# EXERCISE
Give the number of rows below that contain the word "pink", and nothing else.

# SUPPLIED ENTRIES

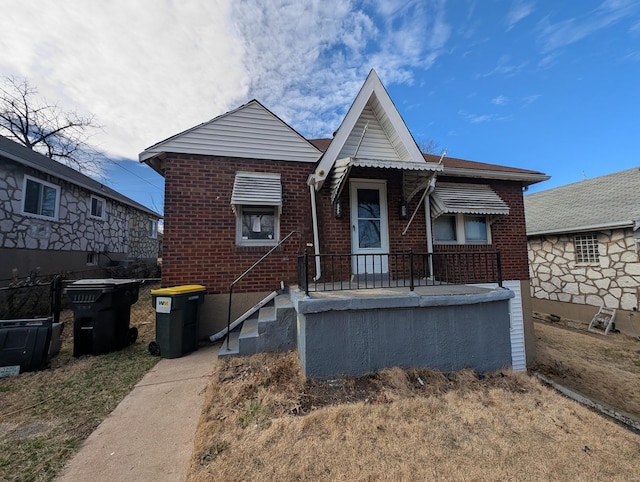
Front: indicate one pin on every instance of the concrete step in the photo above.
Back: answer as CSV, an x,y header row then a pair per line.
x,y
248,339
233,347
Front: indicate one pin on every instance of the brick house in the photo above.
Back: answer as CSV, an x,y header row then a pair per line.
x,y
55,219
360,204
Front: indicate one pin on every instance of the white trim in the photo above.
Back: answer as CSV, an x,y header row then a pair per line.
x,y
461,235
381,186
44,183
257,242
516,324
371,89
104,207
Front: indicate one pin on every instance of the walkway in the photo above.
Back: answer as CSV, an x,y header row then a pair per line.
x,y
149,436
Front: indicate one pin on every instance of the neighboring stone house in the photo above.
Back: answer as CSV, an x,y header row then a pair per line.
x,y
583,248
239,184
54,219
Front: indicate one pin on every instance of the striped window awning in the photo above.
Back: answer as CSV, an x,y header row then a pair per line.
x,y
257,189
417,174
452,198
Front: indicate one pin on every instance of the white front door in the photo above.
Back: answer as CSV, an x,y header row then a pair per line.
x,y
369,226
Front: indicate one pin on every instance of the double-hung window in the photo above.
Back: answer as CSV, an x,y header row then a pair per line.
x,y
40,198
257,201
586,248
97,207
461,229
462,212
152,229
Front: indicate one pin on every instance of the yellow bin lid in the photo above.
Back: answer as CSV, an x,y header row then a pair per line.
x,y
179,290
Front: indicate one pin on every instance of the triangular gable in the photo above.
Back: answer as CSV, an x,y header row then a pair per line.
x,y
251,131
372,129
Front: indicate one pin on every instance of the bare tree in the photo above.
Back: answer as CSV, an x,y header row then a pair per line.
x,y
43,127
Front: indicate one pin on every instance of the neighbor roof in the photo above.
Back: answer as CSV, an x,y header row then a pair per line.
x,y
25,156
606,202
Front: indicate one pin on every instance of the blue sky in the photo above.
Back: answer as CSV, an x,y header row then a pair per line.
x,y
544,85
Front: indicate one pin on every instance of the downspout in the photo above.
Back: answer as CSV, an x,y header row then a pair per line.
x,y
314,217
427,216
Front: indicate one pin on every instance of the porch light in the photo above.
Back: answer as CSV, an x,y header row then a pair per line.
x,y
337,209
404,210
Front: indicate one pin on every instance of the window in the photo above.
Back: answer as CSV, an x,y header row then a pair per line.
x,y
586,248
475,229
97,207
92,259
152,230
40,198
444,229
461,229
257,225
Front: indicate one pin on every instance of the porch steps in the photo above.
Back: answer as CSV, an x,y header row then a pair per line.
x,y
271,328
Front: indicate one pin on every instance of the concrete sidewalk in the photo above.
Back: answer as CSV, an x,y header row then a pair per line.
x,y
149,436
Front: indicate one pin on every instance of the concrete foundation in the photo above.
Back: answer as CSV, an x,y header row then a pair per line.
x,y
446,328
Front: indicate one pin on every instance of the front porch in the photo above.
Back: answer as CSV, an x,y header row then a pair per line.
x,y
408,316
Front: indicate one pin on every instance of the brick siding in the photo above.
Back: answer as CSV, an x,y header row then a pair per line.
x,y
200,226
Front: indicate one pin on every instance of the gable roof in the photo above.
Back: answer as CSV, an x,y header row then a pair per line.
x,y
605,202
251,131
25,156
374,130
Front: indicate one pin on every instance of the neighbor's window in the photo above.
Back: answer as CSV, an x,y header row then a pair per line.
x,y
461,229
152,228
40,198
97,207
586,248
257,225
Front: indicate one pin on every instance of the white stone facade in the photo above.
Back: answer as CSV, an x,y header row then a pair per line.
x,y
613,281
123,229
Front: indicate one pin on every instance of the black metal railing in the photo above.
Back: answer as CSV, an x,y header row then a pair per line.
x,y
239,278
398,270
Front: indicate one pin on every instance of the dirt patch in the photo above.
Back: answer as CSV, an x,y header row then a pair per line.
x,y
605,368
263,421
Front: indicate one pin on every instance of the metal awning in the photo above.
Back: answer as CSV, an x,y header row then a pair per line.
x,y
257,189
452,198
416,175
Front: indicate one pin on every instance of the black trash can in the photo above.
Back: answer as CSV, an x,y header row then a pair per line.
x,y
101,314
24,345
177,315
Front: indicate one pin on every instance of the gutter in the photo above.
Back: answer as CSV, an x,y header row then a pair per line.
x,y
502,175
311,181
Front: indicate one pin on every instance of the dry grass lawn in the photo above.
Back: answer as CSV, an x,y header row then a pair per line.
x,y
263,421
46,415
603,368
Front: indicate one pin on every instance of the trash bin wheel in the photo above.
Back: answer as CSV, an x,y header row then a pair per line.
x,y
133,335
154,348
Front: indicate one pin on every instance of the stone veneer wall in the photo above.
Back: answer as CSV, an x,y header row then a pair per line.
x,y
123,231
612,282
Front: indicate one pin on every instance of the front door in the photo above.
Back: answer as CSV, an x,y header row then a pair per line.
x,y
369,227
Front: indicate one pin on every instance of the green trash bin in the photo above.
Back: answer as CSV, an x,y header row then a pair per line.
x,y
177,315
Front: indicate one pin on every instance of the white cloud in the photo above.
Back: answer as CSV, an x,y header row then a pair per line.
x,y
500,100
481,118
560,34
148,70
518,11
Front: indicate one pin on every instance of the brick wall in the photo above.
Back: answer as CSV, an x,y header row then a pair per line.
x,y
508,233
200,226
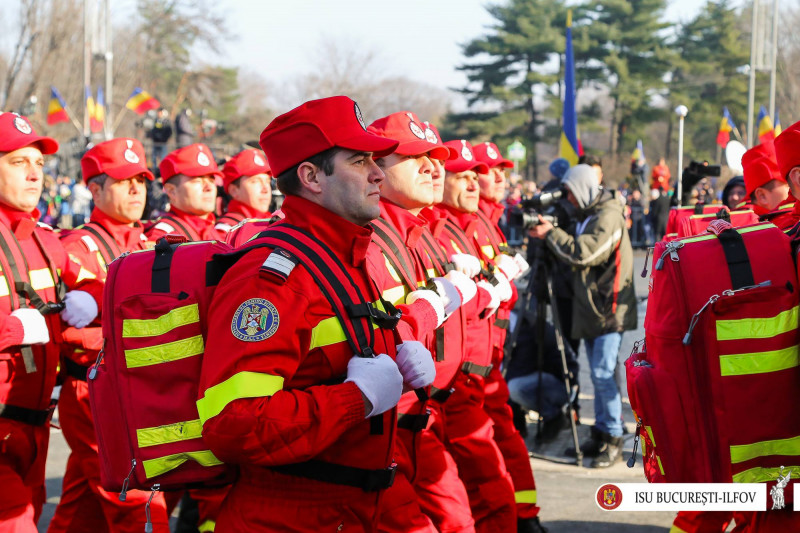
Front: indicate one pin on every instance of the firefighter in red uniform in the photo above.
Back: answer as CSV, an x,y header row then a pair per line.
x,y
189,176
407,190
468,428
315,452
493,246
36,270
247,179
115,172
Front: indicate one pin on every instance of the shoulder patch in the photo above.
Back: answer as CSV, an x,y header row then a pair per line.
x,y
280,263
255,320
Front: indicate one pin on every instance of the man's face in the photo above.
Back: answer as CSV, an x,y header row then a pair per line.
x,y
255,191
408,180
21,178
493,184
437,179
353,191
461,191
196,196
122,200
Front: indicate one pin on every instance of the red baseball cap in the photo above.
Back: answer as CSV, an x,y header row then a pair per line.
x,y
193,161
760,167
245,163
316,126
465,159
787,149
121,159
409,131
489,153
16,132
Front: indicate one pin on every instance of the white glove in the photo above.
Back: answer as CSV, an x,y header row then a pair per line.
x,y
506,264
34,326
80,309
451,297
379,379
494,303
469,265
464,285
433,299
503,287
416,364
521,263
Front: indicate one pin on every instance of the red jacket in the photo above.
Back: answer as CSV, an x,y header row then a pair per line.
x,y
278,401
82,345
193,227
36,242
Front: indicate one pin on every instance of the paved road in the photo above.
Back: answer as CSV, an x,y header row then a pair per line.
x,y
566,492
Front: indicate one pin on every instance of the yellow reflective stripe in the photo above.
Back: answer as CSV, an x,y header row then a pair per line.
x,y
169,433
745,452
329,331
650,432
241,385
42,279
743,364
740,230
395,295
164,353
760,475
162,465
758,328
180,316
525,496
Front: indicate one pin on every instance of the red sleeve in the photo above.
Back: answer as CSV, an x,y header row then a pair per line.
x,y
252,416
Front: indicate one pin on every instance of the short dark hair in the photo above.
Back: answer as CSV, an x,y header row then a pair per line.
x,y
591,160
289,183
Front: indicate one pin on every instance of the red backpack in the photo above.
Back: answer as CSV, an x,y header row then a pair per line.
x,y
144,386
715,386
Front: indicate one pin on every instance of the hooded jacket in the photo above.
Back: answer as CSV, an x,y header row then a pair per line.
x,y
601,257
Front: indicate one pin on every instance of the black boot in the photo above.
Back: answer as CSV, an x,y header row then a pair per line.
x,y
530,525
610,452
591,447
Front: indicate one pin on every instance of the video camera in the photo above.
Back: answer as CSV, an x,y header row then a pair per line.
x,y
526,213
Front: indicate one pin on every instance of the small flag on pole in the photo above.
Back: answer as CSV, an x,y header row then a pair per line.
x,y
141,102
56,109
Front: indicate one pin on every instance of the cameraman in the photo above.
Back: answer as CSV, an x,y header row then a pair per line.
x,y
601,257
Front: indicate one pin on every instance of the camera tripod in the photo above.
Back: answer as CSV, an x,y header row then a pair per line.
x,y
540,284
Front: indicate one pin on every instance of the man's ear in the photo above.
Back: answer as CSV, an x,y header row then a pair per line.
x,y
309,176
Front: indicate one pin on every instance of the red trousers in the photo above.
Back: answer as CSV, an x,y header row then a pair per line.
x,y
23,451
85,506
511,444
470,440
422,457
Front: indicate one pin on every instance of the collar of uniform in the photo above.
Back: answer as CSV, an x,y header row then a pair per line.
x,y
409,226
128,238
491,209
235,206
199,223
348,240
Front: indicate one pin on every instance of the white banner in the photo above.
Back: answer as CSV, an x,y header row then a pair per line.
x,y
682,497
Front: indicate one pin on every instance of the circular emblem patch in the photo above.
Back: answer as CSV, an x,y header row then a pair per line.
x,y
358,116
22,125
466,154
255,320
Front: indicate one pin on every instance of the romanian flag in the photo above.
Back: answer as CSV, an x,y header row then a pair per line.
x,y
765,130
141,101
57,108
726,126
569,147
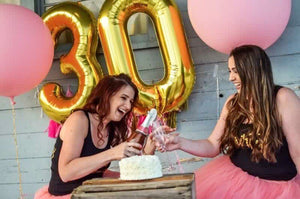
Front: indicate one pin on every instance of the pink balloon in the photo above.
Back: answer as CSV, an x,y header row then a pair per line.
x,y
225,24
26,50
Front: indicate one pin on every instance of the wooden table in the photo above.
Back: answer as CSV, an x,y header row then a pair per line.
x,y
168,186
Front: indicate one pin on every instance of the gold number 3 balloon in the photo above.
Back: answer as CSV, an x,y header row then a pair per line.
x,y
173,90
81,59
166,95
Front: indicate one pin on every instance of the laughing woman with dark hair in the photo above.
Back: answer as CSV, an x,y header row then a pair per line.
x,y
92,137
258,131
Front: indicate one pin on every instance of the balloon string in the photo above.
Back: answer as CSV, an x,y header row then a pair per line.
x,y
179,164
16,146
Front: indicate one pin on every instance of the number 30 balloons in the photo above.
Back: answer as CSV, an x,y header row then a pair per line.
x,y
166,96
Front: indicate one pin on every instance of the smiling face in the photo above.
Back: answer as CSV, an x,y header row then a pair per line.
x,y
120,103
234,77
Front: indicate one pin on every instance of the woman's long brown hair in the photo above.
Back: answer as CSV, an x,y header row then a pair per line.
x,y
99,103
255,103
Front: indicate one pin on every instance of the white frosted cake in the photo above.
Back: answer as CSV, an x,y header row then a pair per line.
x,y
140,167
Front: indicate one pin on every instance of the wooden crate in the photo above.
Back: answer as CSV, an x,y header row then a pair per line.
x,y
168,186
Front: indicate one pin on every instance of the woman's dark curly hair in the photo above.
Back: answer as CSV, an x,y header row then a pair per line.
x,y
99,103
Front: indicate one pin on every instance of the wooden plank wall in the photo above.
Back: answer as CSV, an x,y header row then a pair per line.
x,y
196,122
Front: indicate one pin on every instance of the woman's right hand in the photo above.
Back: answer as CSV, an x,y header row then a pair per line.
x,y
171,142
127,149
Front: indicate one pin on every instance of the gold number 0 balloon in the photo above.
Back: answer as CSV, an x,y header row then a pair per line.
x,y
173,90
81,59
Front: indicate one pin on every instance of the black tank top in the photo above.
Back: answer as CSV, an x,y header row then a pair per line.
x,y
56,186
283,169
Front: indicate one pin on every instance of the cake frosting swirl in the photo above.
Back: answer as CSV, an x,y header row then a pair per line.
x,y
140,167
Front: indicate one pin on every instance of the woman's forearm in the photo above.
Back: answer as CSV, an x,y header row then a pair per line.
x,y
202,148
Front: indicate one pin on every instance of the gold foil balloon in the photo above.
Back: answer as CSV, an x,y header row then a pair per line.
x,y
81,59
173,90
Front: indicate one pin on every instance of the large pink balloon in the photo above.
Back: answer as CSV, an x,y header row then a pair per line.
x,y
26,50
225,24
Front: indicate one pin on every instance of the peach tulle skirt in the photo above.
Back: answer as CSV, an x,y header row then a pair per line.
x,y
44,194
221,179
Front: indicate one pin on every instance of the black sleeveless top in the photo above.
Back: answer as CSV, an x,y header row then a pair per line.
x,y
56,186
283,169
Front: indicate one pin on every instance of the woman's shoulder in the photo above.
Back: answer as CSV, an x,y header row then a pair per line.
x,y
77,123
78,116
287,99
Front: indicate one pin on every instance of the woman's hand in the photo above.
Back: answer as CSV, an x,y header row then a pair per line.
x,y
170,142
127,149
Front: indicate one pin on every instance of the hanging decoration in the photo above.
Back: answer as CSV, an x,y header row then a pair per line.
x,y
81,59
224,25
172,91
26,55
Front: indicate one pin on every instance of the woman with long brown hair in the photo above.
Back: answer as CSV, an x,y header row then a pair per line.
x,y
92,137
258,131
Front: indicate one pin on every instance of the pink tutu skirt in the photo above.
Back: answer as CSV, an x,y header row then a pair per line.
x,y
44,194
221,179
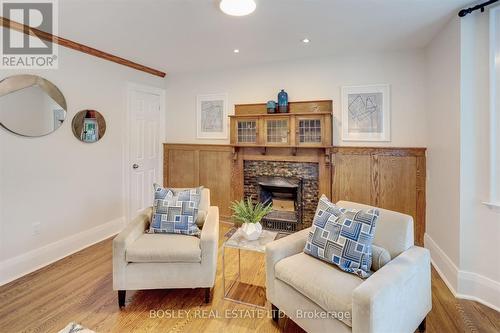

# EXPECTED ANSWER
3